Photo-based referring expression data
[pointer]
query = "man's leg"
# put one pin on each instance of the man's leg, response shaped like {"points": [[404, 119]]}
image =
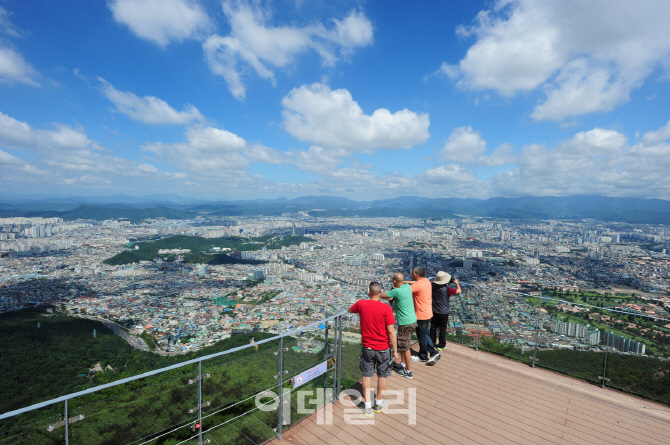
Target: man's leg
{"points": [[367, 387], [406, 358], [422, 336], [424, 326], [434, 324], [444, 323], [381, 387]]}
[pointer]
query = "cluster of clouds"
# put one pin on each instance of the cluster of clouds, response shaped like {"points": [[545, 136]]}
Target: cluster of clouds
{"points": [[580, 61], [64, 155], [253, 45], [600, 160], [584, 57]]}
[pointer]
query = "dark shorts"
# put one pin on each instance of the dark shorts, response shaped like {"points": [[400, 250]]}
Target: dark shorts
{"points": [[405, 332], [372, 360]]}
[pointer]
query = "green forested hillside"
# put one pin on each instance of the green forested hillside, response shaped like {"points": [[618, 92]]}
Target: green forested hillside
{"points": [[158, 409]]}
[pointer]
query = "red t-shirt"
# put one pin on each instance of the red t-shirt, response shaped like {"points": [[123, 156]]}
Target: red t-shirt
{"points": [[375, 316]]}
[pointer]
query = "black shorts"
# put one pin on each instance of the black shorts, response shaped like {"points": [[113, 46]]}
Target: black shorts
{"points": [[372, 360]]}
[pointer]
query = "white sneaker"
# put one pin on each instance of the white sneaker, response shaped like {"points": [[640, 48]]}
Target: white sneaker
{"points": [[431, 361]]}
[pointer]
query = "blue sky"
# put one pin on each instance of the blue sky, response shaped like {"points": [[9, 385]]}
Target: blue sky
{"points": [[365, 100]]}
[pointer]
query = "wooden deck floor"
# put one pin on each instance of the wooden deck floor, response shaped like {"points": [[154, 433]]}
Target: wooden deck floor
{"points": [[472, 397]]}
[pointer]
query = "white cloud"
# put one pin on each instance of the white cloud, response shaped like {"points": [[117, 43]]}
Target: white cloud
{"points": [[587, 56], [598, 161], [447, 175], [581, 88], [504, 154], [333, 119], [464, 145], [656, 137], [319, 160], [161, 21], [148, 109], [15, 169], [213, 154], [256, 44], [66, 151]]}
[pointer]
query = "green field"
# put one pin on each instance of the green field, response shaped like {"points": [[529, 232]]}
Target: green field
{"points": [[201, 252]]}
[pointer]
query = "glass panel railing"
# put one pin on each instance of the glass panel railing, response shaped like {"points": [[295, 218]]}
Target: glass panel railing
{"points": [[586, 335], [310, 365], [155, 409], [252, 429], [228, 380], [234, 389]]}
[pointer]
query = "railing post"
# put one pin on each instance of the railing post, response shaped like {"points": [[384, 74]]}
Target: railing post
{"points": [[67, 441], [605, 369], [338, 360], [477, 323], [537, 330], [200, 402], [336, 329], [281, 388], [325, 356]]}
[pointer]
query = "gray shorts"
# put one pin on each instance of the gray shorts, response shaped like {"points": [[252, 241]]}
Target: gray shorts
{"points": [[372, 360]]}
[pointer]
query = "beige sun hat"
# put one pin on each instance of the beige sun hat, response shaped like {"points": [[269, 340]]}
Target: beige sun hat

- _Exercise_
If a line in the records holds the string "beige", copy it.

- _Exercise result_
query = "beige sun hat"
# put one pin on each instance of the beige sun hat, response shaped like {"points": [[269, 340]]}
Target: beige sun hat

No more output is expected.